-- Opening Marker --
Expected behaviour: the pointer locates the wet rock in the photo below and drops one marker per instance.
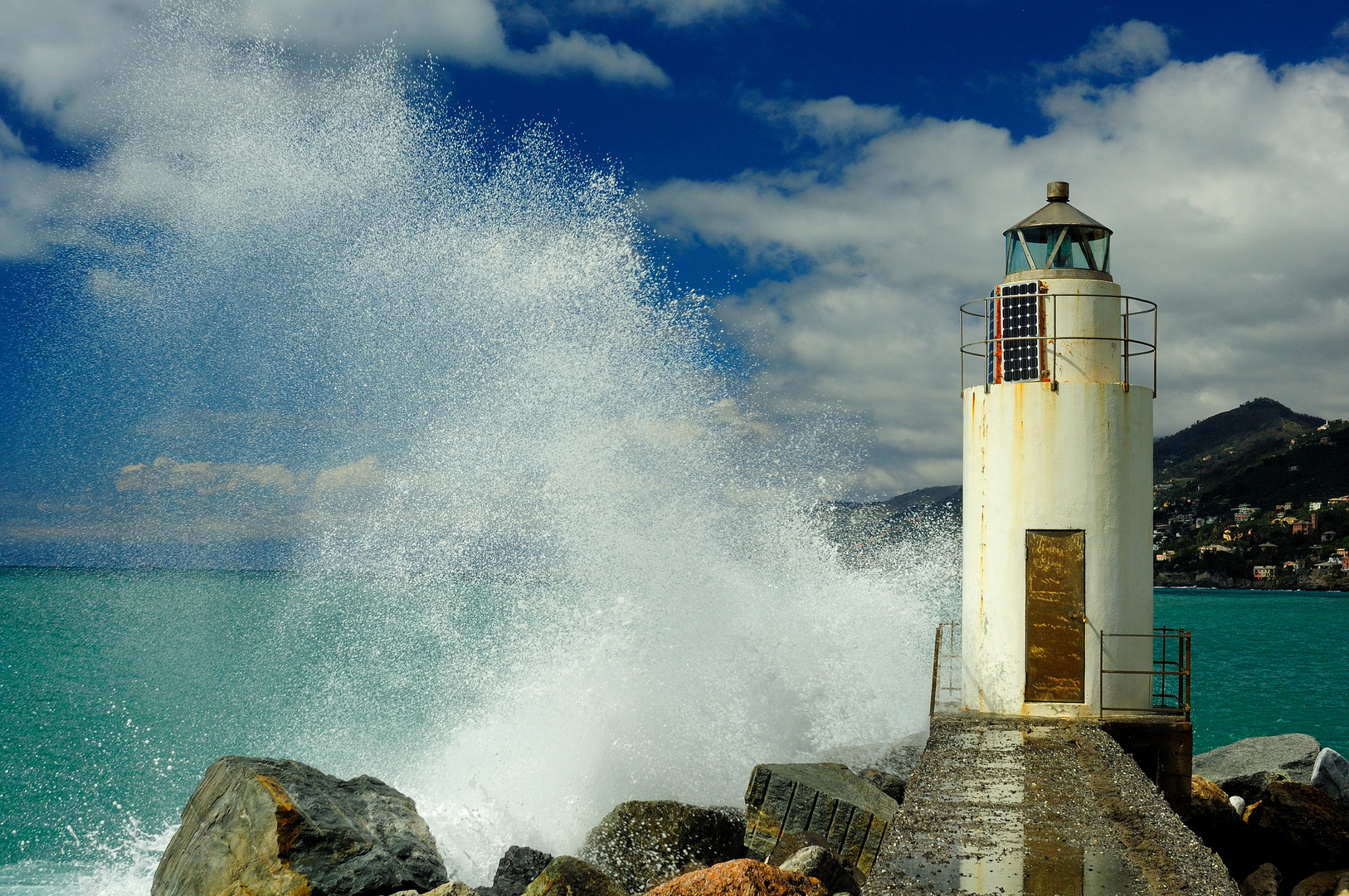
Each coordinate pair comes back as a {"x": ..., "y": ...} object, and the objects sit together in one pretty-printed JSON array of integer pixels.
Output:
[
  {"x": 1252, "y": 787},
  {"x": 788, "y": 807},
  {"x": 1331, "y": 773},
  {"x": 277, "y": 827},
  {"x": 641, "y": 844},
  {"x": 1321, "y": 884},
  {"x": 1301, "y": 829},
  {"x": 452, "y": 889},
  {"x": 1219, "y": 825},
  {"x": 1291, "y": 755},
  {"x": 825, "y": 867},
  {"x": 889, "y": 784},
  {"x": 1262, "y": 881},
  {"x": 741, "y": 878},
  {"x": 515, "y": 872},
  {"x": 569, "y": 876}
]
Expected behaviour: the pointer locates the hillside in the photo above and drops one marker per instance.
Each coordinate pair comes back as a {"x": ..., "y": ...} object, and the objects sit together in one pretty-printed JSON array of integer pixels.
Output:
[
  {"x": 1256, "y": 424},
  {"x": 1249, "y": 487}
]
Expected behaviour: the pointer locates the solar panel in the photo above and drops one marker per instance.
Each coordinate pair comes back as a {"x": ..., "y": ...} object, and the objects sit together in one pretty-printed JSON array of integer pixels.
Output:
[{"x": 1015, "y": 320}]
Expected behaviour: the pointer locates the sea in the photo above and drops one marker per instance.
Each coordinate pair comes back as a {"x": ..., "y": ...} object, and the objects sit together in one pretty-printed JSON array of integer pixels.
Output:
[{"x": 120, "y": 687}]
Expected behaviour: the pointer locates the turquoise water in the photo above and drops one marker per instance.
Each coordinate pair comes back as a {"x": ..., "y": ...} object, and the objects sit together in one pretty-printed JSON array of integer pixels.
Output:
[
  {"x": 1264, "y": 663},
  {"x": 512, "y": 711},
  {"x": 119, "y": 687}
]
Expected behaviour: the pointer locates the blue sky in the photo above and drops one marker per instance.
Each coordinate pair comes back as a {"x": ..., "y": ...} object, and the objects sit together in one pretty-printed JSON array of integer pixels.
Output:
[{"x": 833, "y": 178}]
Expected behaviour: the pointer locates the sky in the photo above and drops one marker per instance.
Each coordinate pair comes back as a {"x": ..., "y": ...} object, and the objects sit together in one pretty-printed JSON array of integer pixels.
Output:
[{"x": 830, "y": 180}]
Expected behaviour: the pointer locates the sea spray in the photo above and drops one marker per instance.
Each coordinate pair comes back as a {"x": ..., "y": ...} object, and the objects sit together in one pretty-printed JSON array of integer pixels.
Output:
[{"x": 530, "y": 447}]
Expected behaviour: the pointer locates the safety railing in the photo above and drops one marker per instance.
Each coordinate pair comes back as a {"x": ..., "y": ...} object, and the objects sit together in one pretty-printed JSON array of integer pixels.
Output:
[
  {"x": 946, "y": 670},
  {"x": 1170, "y": 674},
  {"x": 1131, "y": 347}
]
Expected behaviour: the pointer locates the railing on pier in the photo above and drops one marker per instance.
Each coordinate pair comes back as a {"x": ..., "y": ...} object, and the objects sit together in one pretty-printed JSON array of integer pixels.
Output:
[
  {"x": 1170, "y": 674},
  {"x": 946, "y": 668}
]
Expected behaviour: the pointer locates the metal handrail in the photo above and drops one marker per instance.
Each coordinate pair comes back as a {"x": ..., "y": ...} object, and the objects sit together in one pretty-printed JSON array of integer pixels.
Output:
[
  {"x": 1163, "y": 668},
  {"x": 945, "y": 650},
  {"x": 1124, "y": 339}
]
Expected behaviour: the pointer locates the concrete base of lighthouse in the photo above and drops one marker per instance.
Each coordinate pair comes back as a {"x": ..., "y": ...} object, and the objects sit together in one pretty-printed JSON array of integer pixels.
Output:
[{"x": 1070, "y": 463}]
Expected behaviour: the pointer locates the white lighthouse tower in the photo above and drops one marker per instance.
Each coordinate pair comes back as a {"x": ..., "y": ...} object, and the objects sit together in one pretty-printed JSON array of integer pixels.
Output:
[{"x": 1058, "y": 478}]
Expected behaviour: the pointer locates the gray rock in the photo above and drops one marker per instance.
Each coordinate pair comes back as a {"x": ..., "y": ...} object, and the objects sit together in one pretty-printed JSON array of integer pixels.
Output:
[
  {"x": 517, "y": 870},
  {"x": 889, "y": 784},
  {"x": 1254, "y": 786},
  {"x": 1262, "y": 881},
  {"x": 1332, "y": 775},
  {"x": 1291, "y": 755},
  {"x": 569, "y": 876},
  {"x": 788, "y": 807},
  {"x": 645, "y": 842},
  {"x": 277, "y": 827},
  {"x": 825, "y": 867}
]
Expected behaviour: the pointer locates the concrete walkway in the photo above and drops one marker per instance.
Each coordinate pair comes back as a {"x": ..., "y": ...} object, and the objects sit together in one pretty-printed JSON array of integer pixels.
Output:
[{"x": 1039, "y": 807}]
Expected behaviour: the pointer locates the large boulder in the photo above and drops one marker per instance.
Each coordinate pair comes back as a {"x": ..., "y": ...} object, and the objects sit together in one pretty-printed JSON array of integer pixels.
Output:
[
  {"x": 1332, "y": 775},
  {"x": 1322, "y": 884},
  {"x": 788, "y": 807},
  {"x": 1301, "y": 829},
  {"x": 515, "y": 872},
  {"x": 569, "y": 876},
  {"x": 1220, "y": 826},
  {"x": 644, "y": 842},
  {"x": 741, "y": 878},
  {"x": 277, "y": 827},
  {"x": 1291, "y": 755}
]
-- Closing Marker --
Work to complete =>
Could the listing above be printed again in full, with every picture omitted?

Response below =>
Expected behaviour: the pointer locates the wet rock in the photo below and drops one marker per instance.
Each coordinate pair comes back as a {"x": ..., "y": ...} object, and the objects sit together in one pretty-printed JSON array of integer pixels.
Output:
[
  {"x": 1252, "y": 787},
  {"x": 788, "y": 807},
  {"x": 1331, "y": 773},
  {"x": 277, "y": 827},
  {"x": 641, "y": 844},
  {"x": 1321, "y": 884},
  {"x": 1301, "y": 829},
  {"x": 452, "y": 889},
  {"x": 1219, "y": 825},
  {"x": 1291, "y": 755},
  {"x": 825, "y": 867},
  {"x": 889, "y": 784},
  {"x": 1262, "y": 881},
  {"x": 741, "y": 878},
  {"x": 515, "y": 872},
  {"x": 569, "y": 876}
]
Expected behaviour: the pointer locates the hillside in the photo above and drops one marker per instance.
Each coordinate pair comes back as a {"x": ..., "y": ...} object, and the objects sit together in one pretty-printed JSON array of integer pixels.
Output:
[
  {"x": 1256, "y": 424},
  {"x": 1249, "y": 487}
]
Expected behaviour: the pointer locates the solar panel in the photo above and drops one marker per instance.
Each coordinate pair comes back as a {"x": ..., "y": ...} object, and the objects sit together in one pretty-printed JSON array of integer pixels.
Output:
[{"x": 1015, "y": 320}]
Expected behaviour: the pointer locates the sea in the photo above and drops one marker per instance.
Each coordinate pair comes back as a {"x": ..., "y": ...} object, and the objects sit together in one pretty-printed JSON array of integer pixels.
Output:
[{"x": 120, "y": 687}]
Expected behaviour: the pointer locates the turquoise water in the photo above and drops one marker per instance.
Each coordinate pair comes back as a {"x": ..., "y": ...} object, and the objects sit together in one pretty-printed JSON array of integer pixels.
Output:
[
  {"x": 1264, "y": 663},
  {"x": 512, "y": 711},
  {"x": 119, "y": 687}
]
Expected behaviour: the pointer locates the blue sky in the photo above and drops one marker per instance.
Each coordinate pair comes back as a {"x": ..., "y": ...} object, and the objects sit together in one pretty-printed JSON array of integer pixels.
Output:
[{"x": 833, "y": 178}]
Expected behaviour: the pointer locates the sky in the photo above and drops one marker per instance.
Each coordinate pair comes back as a {"x": ..., "y": ...} object, and the objects sit together in one pretty-printed JSON array of integer pixels.
Output:
[{"x": 830, "y": 180}]
Expected behaviour: the pointer locates the sea spray in the photo above and drops one marker per instance.
Each coordinate pair comes back as a {"x": ..., "y": ...} object, and the objects sit together in one pretty-printed JSON array of integer pixels.
Output:
[{"x": 530, "y": 447}]
Expected behaviour: the pointer locates the safety railing in the photo above and drops one marker per instance.
Each coordinate pair comes back as a {"x": ..., "y": ...} object, and the objects sit together in one pretty-printed JSON array of integer pixels.
Output:
[
  {"x": 946, "y": 670},
  {"x": 1170, "y": 674},
  {"x": 1131, "y": 347}
]
Expected behaviour: the pointer locates the railing on pier in the photo above and drops one marker per instance.
Each coordinate pair comes back as a {"x": ..., "y": ...} object, and the objects sit together in one pretty-printed JSON array of integer pixels.
Output:
[
  {"x": 1170, "y": 674},
  {"x": 946, "y": 668}
]
Expected behaviour: the pointer locates the metal handrail in the photo above and drops one marker per instance.
Each coordinate pair comes back as a {"x": ..., "y": ...} object, and the objects sit together in one pretty-printed JSON array of integer pixels.
Output:
[
  {"x": 1163, "y": 668},
  {"x": 945, "y": 650},
  {"x": 1124, "y": 339}
]
Expected behaviour: the pointer locates the concrete base of lighthouse in the photo above and drops one marker per instance.
Each coordinate pair comes back as a {"x": ..., "y": ...} object, and the objects sit together in one pretty-printed JSON array of integer pixels.
Output:
[{"x": 1070, "y": 463}]
Expected behaviour: the pointer locates the white lighthouse tower in the photo above and drops one marker per instance.
Each coordinate pair comes back as a {"x": ..., "y": ...} object, and the objects sit together in one pretty-printed JSON array of integer pixels.
Output:
[{"x": 1058, "y": 478}]
Expected behaviour: the pointer locates the gray rock in the photo above and drops one marker per instance.
Each coordinate pair comes back as a {"x": ..., "y": ...} object, and the objects sit together in one pretty-printed JSON array of integer pixels.
Output:
[
  {"x": 517, "y": 870},
  {"x": 889, "y": 784},
  {"x": 1254, "y": 786},
  {"x": 1262, "y": 881},
  {"x": 1332, "y": 775},
  {"x": 1291, "y": 755},
  {"x": 569, "y": 876},
  {"x": 788, "y": 807},
  {"x": 645, "y": 842},
  {"x": 277, "y": 827},
  {"x": 825, "y": 867}
]
Expected behaviour: the pointer locates the concrete walkway in the photo above and drops one marker per instance.
Each coordinate pair comes back as a {"x": ..., "y": ...} object, and the objects sit together in one pretty-printed JSON array of integer pixels.
Output:
[{"x": 1039, "y": 807}]
Expected behaviour: the pointer locates the large boulder in the photo above and drops one marker per instance.
Each coordinate pair comes back as a {"x": ..., "y": ...} object, and the objects sit together in one pretty-printed JSON array of integer pixels.
Output:
[
  {"x": 1332, "y": 775},
  {"x": 1322, "y": 884},
  {"x": 788, "y": 807},
  {"x": 1301, "y": 829},
  {"x": 515, "y": 872},
  {"x": 569, "y": 876},
  {"x": 1220, "y": 826},
  {"x": 644, "y": 842},
  {"x": 741, "y": 878},
  {"x": 277, "y": 827},
  {"x": 1291, "y": 755}
]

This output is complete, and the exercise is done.